* _Task prompt_: A faithful retyping of every entry below is wanted, with images left out.

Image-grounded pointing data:
▼
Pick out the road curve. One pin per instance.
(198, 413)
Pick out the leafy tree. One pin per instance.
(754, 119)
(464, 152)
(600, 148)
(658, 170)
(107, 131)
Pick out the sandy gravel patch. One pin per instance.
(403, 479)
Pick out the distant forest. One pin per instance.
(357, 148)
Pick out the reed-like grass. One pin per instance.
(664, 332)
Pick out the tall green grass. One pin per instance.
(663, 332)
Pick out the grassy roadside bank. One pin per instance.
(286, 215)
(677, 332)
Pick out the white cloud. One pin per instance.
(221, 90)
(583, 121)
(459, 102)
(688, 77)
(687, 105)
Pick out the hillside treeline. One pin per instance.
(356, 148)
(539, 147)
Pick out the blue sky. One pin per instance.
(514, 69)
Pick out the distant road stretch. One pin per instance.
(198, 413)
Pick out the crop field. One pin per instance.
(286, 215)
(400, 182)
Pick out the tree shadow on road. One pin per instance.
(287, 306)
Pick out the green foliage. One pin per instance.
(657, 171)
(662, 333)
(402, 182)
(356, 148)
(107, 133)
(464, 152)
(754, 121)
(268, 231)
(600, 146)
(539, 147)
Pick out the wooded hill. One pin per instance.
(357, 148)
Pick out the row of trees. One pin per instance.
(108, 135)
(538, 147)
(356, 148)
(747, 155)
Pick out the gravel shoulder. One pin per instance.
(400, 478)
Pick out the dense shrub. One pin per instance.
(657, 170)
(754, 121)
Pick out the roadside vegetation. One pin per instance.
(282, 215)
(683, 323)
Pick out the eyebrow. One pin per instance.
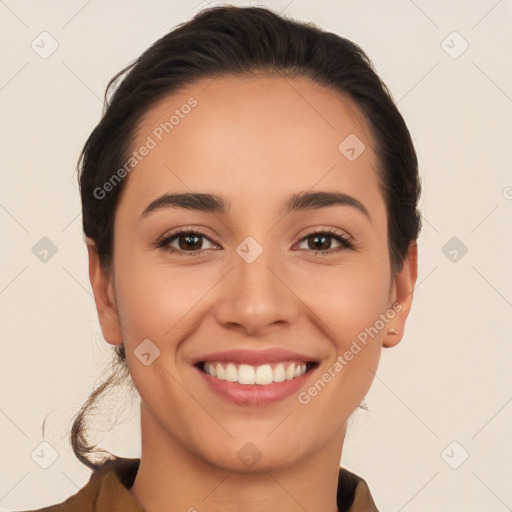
(212, 203)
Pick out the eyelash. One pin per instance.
(346, 242)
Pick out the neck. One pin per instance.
(171, 477)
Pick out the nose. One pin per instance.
(255, 297)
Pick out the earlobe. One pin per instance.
(403, 290)
(103, 289)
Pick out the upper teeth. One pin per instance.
(247, 374)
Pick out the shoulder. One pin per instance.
(106, 491)
(354, 494)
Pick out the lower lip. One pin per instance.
(254, 394)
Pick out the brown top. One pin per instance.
(108, 491)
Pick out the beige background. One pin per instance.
(449, 380)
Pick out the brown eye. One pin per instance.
(320, 242)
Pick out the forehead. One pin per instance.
(256, 136)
▲
* _Solution to the exercise_:
Pick out the road curve. One pin per instance.
(198, 413)
Pick out the leafy tree. One pin per instance.
(754, 119)
(464, 152)
(600, 148)
(658, 170)
(107, 131)
Pick out the sandy gravel patch. One pin per instance.
(403, 479)
Pick out the distant forest. One pin per instance.
(357, 148)
Pick out the reed-like grass. One pin per instance.
(664, 332)
Pick out the tall green grass. One pin per instance.
(663, 332)
Pick out the grassy roadside bank. One pin per instance.
(286, 215)
(677, 332)
Pick out the white cloud. One pin per instance.
(221, 90)
(583, 121)
(459, 102)
(688, 77)
(687, 105)
Pick out the hillside treeline. One pin per instance.
(356, 148)
(539, 147)
Pick out the blue sky. One pin per instance.
(514, 69)
Pick out the distant road stretch. One pin per instance.
(198, 413)
Pick out the crop field. One pin per instance.
(286, 215)
(400, 182)
Pick out the tree shadow on road. One pin per instance.
(287, 306)
Pick out the green foliage. One pin per instance.
(657, 171)
(662, 333)
(402, 182)
(356, 148)
(107, 133)
(464, 152)
(754, 121)
(268, 231)
(600, 146)
(539, 147)
Pick out the wooded hill. One pin per instance.
(357, 148)
Pick out the row of trees. One pin per instance.
(108, 135)
(538, 147)
(356, 148)
(747, 155)
Pick out the gravel shoulder. One pin per instance.
(400, 478)
Pick out the dense shrub. One pin per instance.
(657, 170)
(754, 121)
Pick out the roadside vegetation. One pin per instance.
(282, 215)
(683, 323)
Pick out the eyebrow. One pin per instance.
(212, 203)
Pick out the eyelash. One pin per instance.
(346, 242)
Pick out the neck. One pin per instance.
(171, 477)
Pick out the nose. One pin per instance.
(255, 297)
Pick out the earlobe. One pin per instance.
(403, 290)
(103, 289)
Pick out the upper teeth. One pin per instance.
(247, 374)
Pick out the shoulder. One pin per instance.
(106, 491)
(354, 494)
Pick out the lower lip. One pin per instance.
(254, 394)
Pick out the brown top. One pin per instance.
(108, 491)
Pick out the beige background. One pin per instance.
(449, 380)
Pick out the brown eye. One pin per instance.
(320, 242)
Pick out the forehead. One pin per instance.
(256, 136)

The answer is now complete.